Repeat the material exactly, leaving nothing out.

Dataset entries
-=-=-

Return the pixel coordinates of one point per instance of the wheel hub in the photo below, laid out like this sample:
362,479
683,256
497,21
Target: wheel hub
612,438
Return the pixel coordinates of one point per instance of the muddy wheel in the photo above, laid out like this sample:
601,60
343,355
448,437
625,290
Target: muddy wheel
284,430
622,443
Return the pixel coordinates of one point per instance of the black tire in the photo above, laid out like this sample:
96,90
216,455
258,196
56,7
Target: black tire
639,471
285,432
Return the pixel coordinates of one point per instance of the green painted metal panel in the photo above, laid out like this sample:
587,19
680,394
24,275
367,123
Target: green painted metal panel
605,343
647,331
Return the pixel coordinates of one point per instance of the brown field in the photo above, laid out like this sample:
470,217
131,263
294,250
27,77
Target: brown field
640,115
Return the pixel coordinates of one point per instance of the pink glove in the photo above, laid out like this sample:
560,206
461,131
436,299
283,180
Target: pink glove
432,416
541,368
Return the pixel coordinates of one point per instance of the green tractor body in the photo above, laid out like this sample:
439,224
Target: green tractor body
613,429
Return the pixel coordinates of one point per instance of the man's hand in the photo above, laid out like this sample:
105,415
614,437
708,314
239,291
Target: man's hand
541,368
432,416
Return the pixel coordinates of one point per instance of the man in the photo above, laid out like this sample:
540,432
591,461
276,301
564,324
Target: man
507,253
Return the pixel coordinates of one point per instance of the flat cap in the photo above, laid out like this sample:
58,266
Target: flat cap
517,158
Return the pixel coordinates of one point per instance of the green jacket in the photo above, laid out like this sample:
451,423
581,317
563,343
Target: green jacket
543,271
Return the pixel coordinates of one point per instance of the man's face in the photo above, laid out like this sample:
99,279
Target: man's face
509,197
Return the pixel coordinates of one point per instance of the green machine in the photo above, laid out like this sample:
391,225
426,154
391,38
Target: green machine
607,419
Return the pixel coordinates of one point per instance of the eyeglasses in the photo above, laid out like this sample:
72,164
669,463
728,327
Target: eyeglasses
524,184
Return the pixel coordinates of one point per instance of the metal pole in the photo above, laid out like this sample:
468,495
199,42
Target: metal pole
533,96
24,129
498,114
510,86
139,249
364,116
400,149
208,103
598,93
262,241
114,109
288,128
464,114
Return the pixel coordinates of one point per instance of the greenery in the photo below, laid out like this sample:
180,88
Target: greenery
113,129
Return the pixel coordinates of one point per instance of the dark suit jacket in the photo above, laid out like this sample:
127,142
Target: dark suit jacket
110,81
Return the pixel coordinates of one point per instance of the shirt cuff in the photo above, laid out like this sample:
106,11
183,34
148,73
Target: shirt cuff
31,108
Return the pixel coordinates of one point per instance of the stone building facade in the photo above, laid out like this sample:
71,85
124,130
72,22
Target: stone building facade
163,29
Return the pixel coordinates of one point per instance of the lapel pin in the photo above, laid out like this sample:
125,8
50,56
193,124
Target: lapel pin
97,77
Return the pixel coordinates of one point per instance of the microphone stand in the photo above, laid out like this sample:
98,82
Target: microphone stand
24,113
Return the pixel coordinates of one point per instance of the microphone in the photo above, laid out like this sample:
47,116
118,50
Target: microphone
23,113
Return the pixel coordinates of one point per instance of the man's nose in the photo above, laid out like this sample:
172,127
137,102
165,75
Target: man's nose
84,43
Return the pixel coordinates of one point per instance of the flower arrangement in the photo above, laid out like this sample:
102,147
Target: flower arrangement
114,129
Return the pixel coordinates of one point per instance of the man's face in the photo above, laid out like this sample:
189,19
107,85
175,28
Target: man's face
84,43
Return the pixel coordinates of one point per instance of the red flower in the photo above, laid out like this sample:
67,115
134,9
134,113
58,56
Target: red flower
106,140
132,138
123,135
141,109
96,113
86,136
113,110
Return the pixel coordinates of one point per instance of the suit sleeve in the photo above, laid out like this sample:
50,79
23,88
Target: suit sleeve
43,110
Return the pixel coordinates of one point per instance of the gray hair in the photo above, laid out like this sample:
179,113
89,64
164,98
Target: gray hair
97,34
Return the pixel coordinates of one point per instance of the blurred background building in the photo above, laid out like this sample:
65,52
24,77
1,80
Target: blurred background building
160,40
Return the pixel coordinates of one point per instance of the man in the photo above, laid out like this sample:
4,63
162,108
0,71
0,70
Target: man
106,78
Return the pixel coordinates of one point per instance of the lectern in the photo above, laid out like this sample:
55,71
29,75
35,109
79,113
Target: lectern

-=-=-

◆ SOLUTION TO THE PROBLEM ◆
Return the pixel coordinates of one point per instance of the wheel hub in the photo below, laid out like this sample:
362,479
683,256
497,21
Target: wheel hub
612,438
Return the pixel coordinates of one point per instance of the muddy wheel in the photo above, laid out like this sample:
601,60
343,355
448,437
625,290
Target: muddy wheel
284,430
622,443
Return the pixel coordinates of one point per instance of the black tire in the photo above, laid out like this sample:
96,90
216,455
258,196
56,7
Target: black tire
639,471
285,432
Return the pixel coordinates of one point per instance of the green painted metal panel in the photo above, laid out like this sample:
587,19
680,394
24,275
367,123
Target: green painted metal panel
605,343
647,331
Return the pixel coordinates of one point per instance of the brown field in the photo above, laid out like this sample:
470,217
131,263
294,250
27,77
Target: brown field
640,115
Return the pixel coordinates of one point per instance of the pink glove in the photo above, laid out like this sample:
560,206
461,131
436,299
283,180
Target: pink glove
432,416
541,368
Return the pixel coordinates of one point per instance of the green tractor body in the photo above, laid out like this sample:
439,224
Target: green tractor body
613,429
Return the pixel coordinates of one point per instance of the man's hand in the photo above, laid out like this sample:
105,415
614,437
708,314
239,291
Target: man's hand
541,368
432,416
Return the pixel coordinates of one point per instance of the man in the photo above, laid out like this sample:
540,432
591,461
276,301
564,324
Target: man
507,253
Return the pixel coordinates of one point per instance of the flat cap in the photo above, laid out like this sample:
58,266
Target: flat cap
517,158
Return the pixel coordinates of one point per instance of the green jacket in the photo above, laid out like this sample:
451,423
581,317
563,343
Target: green jacket
543,271
Return the pixel coordinates of one point per instance of the man's face in the photo above, laid out like this sample:
99,279
Target: man's face
509,197
Return the pixel coordinates of one point per instance of the green machine in the photo above, laid out like this sample:
391,225
426,154
391,38
Target: green machine
607,419
Return the pixel coordinates of one point per instance of the eyeglasses in the photo above, laid out like this sample:
72,164
669,463
728,327
Target: eyeglasses
524,184
Return the pixel coordinates of one point per instance of the metal pole in the photo above, laid out like this sample:
468,495
199,42
Target: metal pole
533,96
24,129
498,114
510,86
139,249
364,116
400,149
208,103
598,93
262,241
114,109
288,128
464,114
Return the pixel coordinates of one point per instance of the greenery in the photo below, laid out like this sample:
180,88
Target: greenery
113,129
Return the pixel coordinates of one point per instance of the dark suit jacket in the photo above, laid out like this sample:
127,142
Target: dark suit jacket
110,81
Return the pixel coordinates of one point per instance of the shirt cuff in the photo above, laid out like this sample:
106,11
183,34
148,73
Target: shirt cuff
31,108
Return the pixel coordinates of one point per instance of the stone building facade in the photo above, laid out like this sample:
71,85
124,130
72,22
Target: stone building facade
163,29
Return the pixel coordinates of one point per instance of the lapel pin in the photo above, laid out like this sample:
125,8
50,56
193,124
Target: lapel pin
97,77
Return the pixel coordinates of one point per instance of the microphone stand in the photo above, laid out like this sample:
98,82
Target: microphone stand
24,113
Return the pixel coordinates of one point per instance of the microphone in the photo above, laid out like this sample:
47,116
118,50
Target: microphone
23,113
Return the pixel coordinates of one point per instance of the man's nose in the photo above, laid out like this sample:
172,127
137,102
165,75
Target: man's nose
84,43
Return the pixel coordinates of one point per instance of the flower arrangement in the photo above, laid out like this sample:
102,147
Target: flower arrangement
114,129
Return the pixel coordinates of one point per instance of the man's face in the photo above, laid out like this sample:
189,19
107,85
175,28
Target: man's face
84,43
Return the pixel coordinates of one point per instance of the red flower in the photo above, laid out like this sample:
67,115
134,9
134,113
58,56
Target: red flower
106,140
132,138
123,135
141,109
96,113
86,136
113,110
Return the pixel coordinates of one point per instance of the suit sleeve in the photo above, laid out like this sample:
50,79
23,88
Target: suit sleeve
43,110
Return the pixel coordinates of one point per instance of the gray hair in the photo above, laid out like this sample:
179,113
89,64
164,98
Target: gray hair
97,34
Return the pixel coordinates of one point per instance of the blurred background building in the photo above, laid out like this sample:
65,52
24,77
1,80
Target: blurred background building
160,40
Return the pixel coordinates of one point per instance of the man in the photo above, laid out like this sample:
4,63
162,108
0,71
0,70
Target: man
106,78
Return the pixel coordinates of one point per instance of the lectern in the photo above, laid out like this sample:
55,71
29,75
35,109
79,113
Target: lectern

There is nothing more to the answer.